**TEXT**
Patent Description:
Oxides of nitrogen in the form of nitrogen oxide (i.e., NO) and nitrogen dioxide (NO<NUM>) that can collectively be referred to as NOx, are generated by the burning of fossil fuels in the air which provides the nitrogen and the oxygen in the form of diatomic gases for forming NOx. Along with NOx emitted from motor vehicles, NOx from fossil fuel-fired industrial and commercial heating equipment (e.g., furnaces, ovens) is known to emit NOx and thus, besides motor vehicles, is also recognized to be a major contributor to poor air quality and also smog.

Recycling of combustion exhaust gas (also known as flue gas) commonly known as exhaust gas recycling (EGR) is a known method to achieve lower NOx emissions in fossil fuel-fired combustion applications. Numerous studies have evidenced the beneficial effect of recycling combustion exhaust gas using a variety of external piping arrangements. However, the addition of EGR to any fired chamber application generally involves increased equipment complexity, capital, and/or operational expense.

One conventional method to achieve EGR for industrial fuel-fired burners is to have the exhaust gas externally piped back from the exhaust stack to the combustion air intake where it can enter the combustion air fan to be mixed with the combustion air, where this exhaust gas and air mixture is sent to an air inlet of the burner. This known EGR arrangement needs additional piping and apparatus around (external to) the fuel-fired burner. This known EGR arrangement also involves an enlargement (or up-sizing) of the combustion air fan to handle the increased volume of the added flue gas. Larger air fans result in increased cost and also use more electricity per unit of heat produced. Moreover, the fan materials of construction generally need upgrading to higher temperature capable alloys needed to handle the additional temperature and corrosive compositions generally present in the exhaust gas. <CIT> discloses a fuel fired burner and method of its operation. The burner features a refractory lined burner housing having a fuel inlet coupled to a fuel pipe coupled to a burner nozzle. The burner features a hot flue gas recycle port and a combustion air inlet coupled to a combustion air nozzle. The combustion air nozzle circumscribes the fuel nozzle. The combustion air nozzle is configured to direct the combustion air into a chamber, thereby sucking flue gas through an annular gap into the chamber using a jet pump effect.

This Summary is provided to introduce a brief selection of disclosed concepts in a simplified form that are further described below in the Detailed Description including the drawings provided. This Summary is not intended to limit the claimed subject matter's scope.

The method and the burner according to the invention recognize in order to more economically implement EGR for fuel-fired burners, what is needed is a fuel-fired burner arrangement that lowers capital and operating costs by reducing the complexity of the EGR for the burner. The method and the burner according to the invention accomplish this by utilizing a jet pump arrangement that is located entirely inside the burner housing which eliminates the previously needed externally positioned hot exhaust gas piping, as well as the special fan and associated controls needed to mix the exhaust gas and the combustion air in proper proportions.

(Point annotation dataset records)
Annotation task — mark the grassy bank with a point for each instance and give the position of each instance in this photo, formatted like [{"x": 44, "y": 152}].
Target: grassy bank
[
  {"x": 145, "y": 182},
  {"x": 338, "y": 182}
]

**SET OF TASKS**
1 > In the patent description on exhaust gas recycling above, where is the jet pump arrangement located?
2 > Extend the patent description on exhaust gas recycling above, beginning after its final sentence.

**ANSWERS TO THE PROBLEMS**
1 > Entirely inside the burner housing.

2 >
The invention comprises a fuel-fired burner that includes a combustion air inlet for receiving combustion air coupled to a combustion air nozzle at an input to a second chamber within a burner housing spaced apart from a third chamber that is within the second chamber. The combustion air nozzle directs the combustion air into the third chamber. A fuel pipe having a fuel inlet is coupled to a burner nozzle secured to a burner mounting plate having a recycle port(s) for receiving hot exhaust gas provided to the second chamber. A jet pump located entirely inside the burner housing is configured to receive the exhaust gas from the second chamber. The jet pump operates by flowing the combustion air through the combustion air nozzle which suctions in the hot exhaust gas through the recycle port into an exhaust gas path bounded by the second chamber then into a gas mixing zone extending from an output of the combustion air nozzle to an input end of the third chamber for mixing the hot exhaust gas and the combustion air.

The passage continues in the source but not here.